## REQUIRED ACTION
Which lines in the data contain the word "below"? Please copy each of them.

## DATASET
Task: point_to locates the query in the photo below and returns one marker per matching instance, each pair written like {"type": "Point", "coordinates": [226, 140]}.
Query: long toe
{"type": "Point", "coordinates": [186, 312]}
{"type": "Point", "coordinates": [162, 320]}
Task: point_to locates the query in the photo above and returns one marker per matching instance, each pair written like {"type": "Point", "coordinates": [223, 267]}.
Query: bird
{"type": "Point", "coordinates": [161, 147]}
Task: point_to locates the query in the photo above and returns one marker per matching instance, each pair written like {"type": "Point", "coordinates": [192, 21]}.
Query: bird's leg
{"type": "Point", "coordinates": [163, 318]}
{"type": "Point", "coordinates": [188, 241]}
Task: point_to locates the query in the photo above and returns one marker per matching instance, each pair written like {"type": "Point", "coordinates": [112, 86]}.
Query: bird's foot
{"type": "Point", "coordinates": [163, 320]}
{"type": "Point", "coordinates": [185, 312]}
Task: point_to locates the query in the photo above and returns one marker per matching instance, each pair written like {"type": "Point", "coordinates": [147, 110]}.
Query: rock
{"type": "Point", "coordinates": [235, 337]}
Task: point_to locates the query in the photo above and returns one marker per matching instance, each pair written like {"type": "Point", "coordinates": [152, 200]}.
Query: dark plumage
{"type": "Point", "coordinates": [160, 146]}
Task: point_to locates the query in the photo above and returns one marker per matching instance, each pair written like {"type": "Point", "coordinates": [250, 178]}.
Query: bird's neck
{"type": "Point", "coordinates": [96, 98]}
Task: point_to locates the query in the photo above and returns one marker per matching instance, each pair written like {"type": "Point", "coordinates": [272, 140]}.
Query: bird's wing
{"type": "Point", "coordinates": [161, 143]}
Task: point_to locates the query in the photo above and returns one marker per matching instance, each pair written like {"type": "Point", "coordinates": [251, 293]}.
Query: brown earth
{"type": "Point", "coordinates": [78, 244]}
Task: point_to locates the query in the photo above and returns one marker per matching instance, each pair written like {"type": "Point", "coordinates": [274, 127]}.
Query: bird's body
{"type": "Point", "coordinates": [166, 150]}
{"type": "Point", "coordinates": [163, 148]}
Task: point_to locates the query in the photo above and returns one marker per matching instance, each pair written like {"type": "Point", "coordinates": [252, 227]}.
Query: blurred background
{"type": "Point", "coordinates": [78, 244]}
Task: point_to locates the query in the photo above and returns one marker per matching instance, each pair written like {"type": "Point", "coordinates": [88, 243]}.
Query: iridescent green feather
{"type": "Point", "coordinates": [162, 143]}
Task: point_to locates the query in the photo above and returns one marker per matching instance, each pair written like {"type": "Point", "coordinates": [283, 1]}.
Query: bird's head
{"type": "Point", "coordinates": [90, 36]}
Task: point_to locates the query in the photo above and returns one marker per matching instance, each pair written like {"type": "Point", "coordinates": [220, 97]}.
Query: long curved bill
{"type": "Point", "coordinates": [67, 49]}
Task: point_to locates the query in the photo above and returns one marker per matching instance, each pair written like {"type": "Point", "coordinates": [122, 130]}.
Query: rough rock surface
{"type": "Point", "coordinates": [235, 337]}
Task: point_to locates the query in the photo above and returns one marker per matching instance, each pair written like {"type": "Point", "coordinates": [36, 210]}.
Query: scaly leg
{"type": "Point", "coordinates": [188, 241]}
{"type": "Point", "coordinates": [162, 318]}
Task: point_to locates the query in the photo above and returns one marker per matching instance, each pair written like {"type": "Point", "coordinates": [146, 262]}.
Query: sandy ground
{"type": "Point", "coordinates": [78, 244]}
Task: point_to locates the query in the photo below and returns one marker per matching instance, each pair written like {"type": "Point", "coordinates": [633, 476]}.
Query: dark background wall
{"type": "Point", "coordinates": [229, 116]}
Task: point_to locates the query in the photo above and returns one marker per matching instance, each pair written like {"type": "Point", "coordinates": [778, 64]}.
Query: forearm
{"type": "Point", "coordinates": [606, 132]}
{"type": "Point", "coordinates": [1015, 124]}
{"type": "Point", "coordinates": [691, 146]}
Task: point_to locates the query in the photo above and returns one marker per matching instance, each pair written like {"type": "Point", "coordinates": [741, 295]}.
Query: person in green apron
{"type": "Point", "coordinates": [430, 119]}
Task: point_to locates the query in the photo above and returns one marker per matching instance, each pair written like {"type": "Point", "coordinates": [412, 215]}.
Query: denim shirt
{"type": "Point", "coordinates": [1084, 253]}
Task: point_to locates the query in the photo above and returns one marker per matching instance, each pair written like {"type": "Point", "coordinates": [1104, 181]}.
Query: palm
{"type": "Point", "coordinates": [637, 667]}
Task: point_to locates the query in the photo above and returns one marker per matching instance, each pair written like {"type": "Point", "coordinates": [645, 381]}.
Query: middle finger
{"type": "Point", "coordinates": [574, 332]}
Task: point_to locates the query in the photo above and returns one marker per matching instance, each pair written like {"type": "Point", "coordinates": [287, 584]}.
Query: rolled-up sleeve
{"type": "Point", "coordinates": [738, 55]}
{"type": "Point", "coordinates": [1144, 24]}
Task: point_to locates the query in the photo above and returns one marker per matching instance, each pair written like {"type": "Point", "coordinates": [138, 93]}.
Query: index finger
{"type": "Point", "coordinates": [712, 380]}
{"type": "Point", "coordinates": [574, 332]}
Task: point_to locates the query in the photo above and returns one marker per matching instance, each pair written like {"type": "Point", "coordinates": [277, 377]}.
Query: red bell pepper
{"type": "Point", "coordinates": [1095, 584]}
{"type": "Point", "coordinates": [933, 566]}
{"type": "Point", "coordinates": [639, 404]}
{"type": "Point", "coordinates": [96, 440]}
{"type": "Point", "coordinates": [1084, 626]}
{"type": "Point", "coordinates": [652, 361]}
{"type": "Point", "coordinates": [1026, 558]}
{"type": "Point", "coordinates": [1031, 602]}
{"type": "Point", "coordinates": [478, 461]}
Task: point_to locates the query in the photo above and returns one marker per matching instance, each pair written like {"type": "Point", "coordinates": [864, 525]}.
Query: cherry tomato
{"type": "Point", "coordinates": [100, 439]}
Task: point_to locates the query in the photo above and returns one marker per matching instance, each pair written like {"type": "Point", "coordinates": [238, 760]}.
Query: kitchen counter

## TASK OUTPUT
Task: point_to locates the query in the photo below and returns one marker per matching instance, each pair written like {"type": "Point", "coordinates": [226, 140]}.
Task: point_to locates the query in the photo below and returns one marker per matching instance, each pair written like {"type": "Point", "coordinates": [633, 476]}.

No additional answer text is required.